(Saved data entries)
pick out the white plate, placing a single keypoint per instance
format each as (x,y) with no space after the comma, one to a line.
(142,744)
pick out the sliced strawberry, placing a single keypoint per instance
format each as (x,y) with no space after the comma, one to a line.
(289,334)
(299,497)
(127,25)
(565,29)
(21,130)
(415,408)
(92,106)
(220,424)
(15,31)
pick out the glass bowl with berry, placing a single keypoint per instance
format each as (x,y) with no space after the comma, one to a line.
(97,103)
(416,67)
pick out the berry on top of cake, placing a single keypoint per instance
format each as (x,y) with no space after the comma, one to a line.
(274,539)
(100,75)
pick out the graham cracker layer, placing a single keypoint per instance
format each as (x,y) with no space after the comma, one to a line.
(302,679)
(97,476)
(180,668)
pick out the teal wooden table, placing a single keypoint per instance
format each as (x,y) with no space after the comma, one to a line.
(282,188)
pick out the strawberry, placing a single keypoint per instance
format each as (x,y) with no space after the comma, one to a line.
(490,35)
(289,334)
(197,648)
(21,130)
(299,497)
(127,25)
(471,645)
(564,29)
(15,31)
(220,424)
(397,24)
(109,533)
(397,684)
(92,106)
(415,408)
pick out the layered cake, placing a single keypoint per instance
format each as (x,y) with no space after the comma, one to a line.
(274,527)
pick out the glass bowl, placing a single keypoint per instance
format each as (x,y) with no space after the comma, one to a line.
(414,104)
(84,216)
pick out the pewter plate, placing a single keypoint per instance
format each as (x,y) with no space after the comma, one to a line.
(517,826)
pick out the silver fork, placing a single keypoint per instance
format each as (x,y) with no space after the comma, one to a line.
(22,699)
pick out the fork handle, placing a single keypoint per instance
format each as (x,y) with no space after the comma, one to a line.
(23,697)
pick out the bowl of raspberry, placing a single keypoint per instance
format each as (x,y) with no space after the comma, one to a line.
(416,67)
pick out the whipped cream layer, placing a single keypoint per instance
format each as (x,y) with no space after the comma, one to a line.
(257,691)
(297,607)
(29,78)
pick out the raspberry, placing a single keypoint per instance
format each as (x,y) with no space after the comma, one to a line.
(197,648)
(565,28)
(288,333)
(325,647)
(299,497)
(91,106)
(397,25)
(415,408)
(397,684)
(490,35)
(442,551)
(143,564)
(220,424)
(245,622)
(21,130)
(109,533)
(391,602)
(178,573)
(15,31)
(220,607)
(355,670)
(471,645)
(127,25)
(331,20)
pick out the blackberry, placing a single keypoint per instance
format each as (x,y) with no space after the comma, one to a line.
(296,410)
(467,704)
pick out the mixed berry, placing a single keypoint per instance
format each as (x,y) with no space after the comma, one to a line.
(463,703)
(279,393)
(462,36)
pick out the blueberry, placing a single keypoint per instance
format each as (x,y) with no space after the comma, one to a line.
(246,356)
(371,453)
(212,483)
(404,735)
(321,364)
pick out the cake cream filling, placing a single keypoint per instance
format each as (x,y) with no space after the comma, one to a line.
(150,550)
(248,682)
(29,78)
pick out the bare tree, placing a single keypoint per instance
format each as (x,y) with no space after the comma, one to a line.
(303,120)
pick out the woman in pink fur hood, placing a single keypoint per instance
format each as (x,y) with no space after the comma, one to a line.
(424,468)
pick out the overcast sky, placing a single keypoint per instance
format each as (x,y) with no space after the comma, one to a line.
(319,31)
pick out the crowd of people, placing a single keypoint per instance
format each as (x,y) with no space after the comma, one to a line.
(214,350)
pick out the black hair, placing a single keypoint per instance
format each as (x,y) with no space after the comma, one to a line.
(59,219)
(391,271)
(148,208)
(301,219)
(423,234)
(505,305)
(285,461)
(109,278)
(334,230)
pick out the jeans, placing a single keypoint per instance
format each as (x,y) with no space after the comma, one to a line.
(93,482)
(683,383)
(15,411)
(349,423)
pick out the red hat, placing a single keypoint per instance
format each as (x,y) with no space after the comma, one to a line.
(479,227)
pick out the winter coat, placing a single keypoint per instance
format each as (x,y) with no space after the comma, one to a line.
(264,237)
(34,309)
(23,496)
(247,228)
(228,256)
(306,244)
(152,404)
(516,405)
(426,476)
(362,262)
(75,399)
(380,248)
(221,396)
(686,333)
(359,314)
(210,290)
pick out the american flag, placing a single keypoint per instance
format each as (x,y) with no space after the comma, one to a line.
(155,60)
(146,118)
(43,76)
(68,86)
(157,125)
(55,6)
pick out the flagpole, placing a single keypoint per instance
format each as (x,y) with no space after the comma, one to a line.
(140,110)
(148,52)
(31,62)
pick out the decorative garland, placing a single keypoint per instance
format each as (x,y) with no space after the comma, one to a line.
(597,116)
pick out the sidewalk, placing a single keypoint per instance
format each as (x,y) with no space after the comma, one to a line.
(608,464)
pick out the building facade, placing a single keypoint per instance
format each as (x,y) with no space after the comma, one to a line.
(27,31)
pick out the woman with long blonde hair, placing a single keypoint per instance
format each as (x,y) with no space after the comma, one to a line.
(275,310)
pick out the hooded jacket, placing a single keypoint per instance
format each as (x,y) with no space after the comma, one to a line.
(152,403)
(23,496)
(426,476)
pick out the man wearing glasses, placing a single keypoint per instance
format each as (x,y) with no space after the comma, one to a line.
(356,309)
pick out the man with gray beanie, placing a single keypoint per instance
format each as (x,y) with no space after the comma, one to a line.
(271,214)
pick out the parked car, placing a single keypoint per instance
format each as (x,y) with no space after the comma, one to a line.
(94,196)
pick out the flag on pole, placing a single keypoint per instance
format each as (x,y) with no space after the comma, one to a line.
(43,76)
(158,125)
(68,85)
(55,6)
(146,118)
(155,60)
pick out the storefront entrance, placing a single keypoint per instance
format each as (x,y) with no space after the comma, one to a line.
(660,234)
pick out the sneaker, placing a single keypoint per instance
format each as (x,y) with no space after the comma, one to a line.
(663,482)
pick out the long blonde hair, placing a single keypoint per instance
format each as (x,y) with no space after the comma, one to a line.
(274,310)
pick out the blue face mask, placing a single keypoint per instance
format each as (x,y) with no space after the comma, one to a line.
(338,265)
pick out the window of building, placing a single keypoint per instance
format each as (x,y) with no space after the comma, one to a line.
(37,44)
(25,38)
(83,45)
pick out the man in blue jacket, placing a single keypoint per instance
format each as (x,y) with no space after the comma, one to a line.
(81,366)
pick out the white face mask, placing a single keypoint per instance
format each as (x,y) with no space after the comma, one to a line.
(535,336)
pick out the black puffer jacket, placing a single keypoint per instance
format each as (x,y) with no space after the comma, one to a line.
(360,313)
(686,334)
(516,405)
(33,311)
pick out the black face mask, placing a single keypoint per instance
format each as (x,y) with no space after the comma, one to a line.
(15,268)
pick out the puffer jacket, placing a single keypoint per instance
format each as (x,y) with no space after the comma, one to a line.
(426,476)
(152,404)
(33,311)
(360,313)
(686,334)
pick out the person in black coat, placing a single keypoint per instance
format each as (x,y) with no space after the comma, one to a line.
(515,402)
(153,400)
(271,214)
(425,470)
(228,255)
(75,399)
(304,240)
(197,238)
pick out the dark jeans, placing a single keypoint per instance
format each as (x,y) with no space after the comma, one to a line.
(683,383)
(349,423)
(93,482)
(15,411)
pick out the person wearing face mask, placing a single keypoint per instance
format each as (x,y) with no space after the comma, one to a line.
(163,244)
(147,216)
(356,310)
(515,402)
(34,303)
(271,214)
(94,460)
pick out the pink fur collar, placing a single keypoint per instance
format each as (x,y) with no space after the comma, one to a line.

■ Problem to solve ■
Lay out the lines above as a Markdown table with the columns Row and Line, from the line holding "pick out the pink" through the last line, inclusive, and leave out any blank lines.

■ Correct output ■
| Row | Line |
|---|---|
| 1 | pick out the pink fur collar, placing a single keypoint per instance |
| 2 | format each as (x,y) with no space after the comma, one to a line. |